#### [Page]

# Let's Talk About Wear On Our Bridgeport Milling Machines



## Janderso (Jun 18, 2018)

Hi,
I am new to milling. I purchased my 1970 Step Pulley last winter. I really had no idea what to look for and the price was right so I bought it.
As I am learning about this machine and getting to use it more and more, I am finding a few things that concern me.
First of all, the Y and X tighten up on both ends. I find there is table movement (I haven't measured it yet). When I am in the highly used zone and enjoying free wheeling of the ball cranks there is quite a bit of table movement. As I move from side to side the movement is significantly less as the ball cranks tighten up against the gib.
I tighten up what I can when milling and so far the machine has performed well for me. When I make a cut, I check for squareness and depth consistency and I find little deviation and I am cutting right angles.
Now, maybe for this hobbyist the wear has not yet become an issue.
The head is quiet, the quill binds a bit but that's OK, the back gears are quiet and all the machine functions seem to work OK.
I have a hunch there are many of us in the same position. 
What are you doing about the wear? When I tighten up the locking screw the table tightens up great. 
Have you considered having yours ground/scraped in?
Have you considered doing it yourself? Cringe.
What options are available?
I'd like to talk about it.
Jeff


----------



## markba633csi (Jun 18, 2018)

Yes it can be scraped in but it's a job. Maybe Rich King can elaborate on this, he's our resident expert
Do you have a long table version or a short one like 32"?  Shorter the table the less work to fix I think.
Sometimes the gib can be shimmed to give some improvement


----------



## Technical Ted (Jun 18, 2018)

Here are my feelings on this subject for what they are worth. Unless you are either very lucky or spend more money than I could justify for my use, you will most likely end up with machines that are either older, have more wear or both...

My 2J Bridgeport has wear in the Y travel and I ended up putting a shim behind the gib. This helped quite a bit and I have it adjusted so it travels the whole distance, but does get tighter on the ends. I have not measured slop in the center of travel with an indicator, but have not had any issues on any of the jobs I have done on it, so it probably depends a lot on the type of work you're going to do on it. For my use, a hobbyist, mine is fine and if I do see an issue I can use my Jet mill which is like new and very tight (but I don't really see this happening).

I don't have the knowledge or equipment to scrap the ways in. My feeling is if it's not broken (for my use) don't fix it.

You said the quill binds. Does it bind near the top? If so, try loosening the set screw on the very bottom collar of the quill (in the back). I had to do this and it freed mine up fine.

#### [Stored data]
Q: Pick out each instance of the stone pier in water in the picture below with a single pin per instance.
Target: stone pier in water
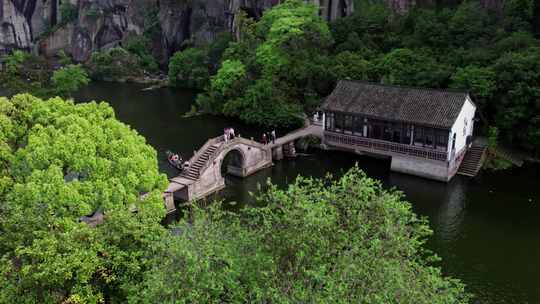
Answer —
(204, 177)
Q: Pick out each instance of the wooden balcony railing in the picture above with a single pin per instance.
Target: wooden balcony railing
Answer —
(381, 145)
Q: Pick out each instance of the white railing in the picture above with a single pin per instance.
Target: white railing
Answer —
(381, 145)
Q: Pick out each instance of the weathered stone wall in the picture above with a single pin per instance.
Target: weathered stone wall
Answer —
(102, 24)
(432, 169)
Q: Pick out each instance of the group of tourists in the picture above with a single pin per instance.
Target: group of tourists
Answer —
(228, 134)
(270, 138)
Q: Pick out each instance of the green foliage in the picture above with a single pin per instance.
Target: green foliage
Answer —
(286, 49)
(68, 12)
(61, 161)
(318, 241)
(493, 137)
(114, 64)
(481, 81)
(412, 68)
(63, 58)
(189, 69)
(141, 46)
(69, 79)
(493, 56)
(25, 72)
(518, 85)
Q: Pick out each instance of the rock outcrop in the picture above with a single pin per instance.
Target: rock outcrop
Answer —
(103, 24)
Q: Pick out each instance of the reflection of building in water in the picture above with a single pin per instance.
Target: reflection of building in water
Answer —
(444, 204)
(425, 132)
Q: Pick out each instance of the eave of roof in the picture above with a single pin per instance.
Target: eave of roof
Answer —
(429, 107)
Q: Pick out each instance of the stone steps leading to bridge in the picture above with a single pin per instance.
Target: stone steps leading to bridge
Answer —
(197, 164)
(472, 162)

#### [Task requirements]
**a)** Answer these questions using the thread on Bridgeport wear, one line per answer, marked (i), (ii), and (iii):
(i) In what year was the Step Pulley that Jeff bought made?
(ii) Whom does markba633csi call the resident expert?
(iii) Which other mill does Technical Ted say he could use if his Bridgeport gave him trouble?
**b)** Summarize the thread on Bridgeport wear in two sentences.
**c)** Copy the part of the Bridgeport wear thread from "My 2J Bridgeport" up to and including "mine up fine.".

#### [Final answers]
**a)**
(i) 1970
(ii) Rich King
(iii) His Jet mill

**b)** A hobbyist new to milling reports play in the table of a 1970 Step Pulley mill, most noticeable in the heavily used zone, though cuts have come out square, and asks what others do about wear. Replies say scraping the machine in is a big job and that shimming the gib can help, and one owner who shimmed the gib on a 2J Bridgeport chooses to leave it alone and suggests loosening a set screw on the quill's bottom collar if the quill binds near the top.

**c)**
My 2J Bridgeport has wear in the Y travel and I ended up putting a shim behind the gib. This helped quite a bit and I have it adjusted so it travels the whole distance, but does get tighter on the ends. I have not measured slop in the center of travel with an indicator, but have not had any issues on any of the jobs I have done on it, so it probably depends a lot on the type of work you're going to do on it. For my use, a hobbyist, mine is fine and if I do see an issue I can use my Jet mill which is like new and very tight (but I don't really see this happening).

I don't have the knowledge or equipment to scrap the ways in. My feeling is if it's not broken (for my use) don't fix it.

You said the quill binds. Does it bind near the top? If so, try loosening the set screw on the very bottom collar of the quill (in the back). I had to do this and it freed mine up fine.